Linhas de um conjunto de dados
-- -- --
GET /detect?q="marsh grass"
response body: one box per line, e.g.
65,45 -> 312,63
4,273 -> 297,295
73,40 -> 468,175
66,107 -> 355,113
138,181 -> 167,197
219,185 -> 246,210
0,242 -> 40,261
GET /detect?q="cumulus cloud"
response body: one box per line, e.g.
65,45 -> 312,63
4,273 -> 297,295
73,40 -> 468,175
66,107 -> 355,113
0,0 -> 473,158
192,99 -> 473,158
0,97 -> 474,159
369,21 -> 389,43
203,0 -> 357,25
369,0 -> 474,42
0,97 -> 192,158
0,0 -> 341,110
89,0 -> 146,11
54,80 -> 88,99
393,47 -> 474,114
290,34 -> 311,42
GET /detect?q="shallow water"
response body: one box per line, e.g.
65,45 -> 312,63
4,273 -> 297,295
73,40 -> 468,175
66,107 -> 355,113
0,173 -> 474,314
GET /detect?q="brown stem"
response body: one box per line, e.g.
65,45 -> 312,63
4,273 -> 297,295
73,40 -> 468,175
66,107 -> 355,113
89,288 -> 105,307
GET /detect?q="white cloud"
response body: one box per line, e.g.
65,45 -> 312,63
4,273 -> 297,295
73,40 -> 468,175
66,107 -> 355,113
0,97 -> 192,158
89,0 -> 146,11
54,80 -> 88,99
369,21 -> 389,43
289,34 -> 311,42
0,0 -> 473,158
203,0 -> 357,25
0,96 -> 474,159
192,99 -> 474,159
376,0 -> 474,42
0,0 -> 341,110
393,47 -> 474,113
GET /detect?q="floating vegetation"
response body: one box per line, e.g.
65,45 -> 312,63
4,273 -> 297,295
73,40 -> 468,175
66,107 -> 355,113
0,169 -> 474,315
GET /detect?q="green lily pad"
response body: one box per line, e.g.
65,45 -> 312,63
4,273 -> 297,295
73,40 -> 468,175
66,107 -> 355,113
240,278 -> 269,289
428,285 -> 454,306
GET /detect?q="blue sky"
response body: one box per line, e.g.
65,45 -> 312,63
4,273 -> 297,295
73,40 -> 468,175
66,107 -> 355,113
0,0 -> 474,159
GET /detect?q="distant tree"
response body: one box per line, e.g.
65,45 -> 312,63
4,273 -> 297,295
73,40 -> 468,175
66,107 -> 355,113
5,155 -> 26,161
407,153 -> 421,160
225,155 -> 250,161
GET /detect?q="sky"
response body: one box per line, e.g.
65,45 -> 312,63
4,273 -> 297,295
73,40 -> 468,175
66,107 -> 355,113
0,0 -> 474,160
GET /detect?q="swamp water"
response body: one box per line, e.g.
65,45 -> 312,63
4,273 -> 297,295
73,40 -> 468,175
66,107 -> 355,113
-- -- --
TAREFA PROPOSTA
Localize nas entradas acima todas as linhas que contêm a palavra "water" e copie-as, diferenciando maiúsculas de minúsculas.

RESPOSTA AO EXERCÍCIO
GET /detect?q="shallow water"
GET /detect?q="swamp water"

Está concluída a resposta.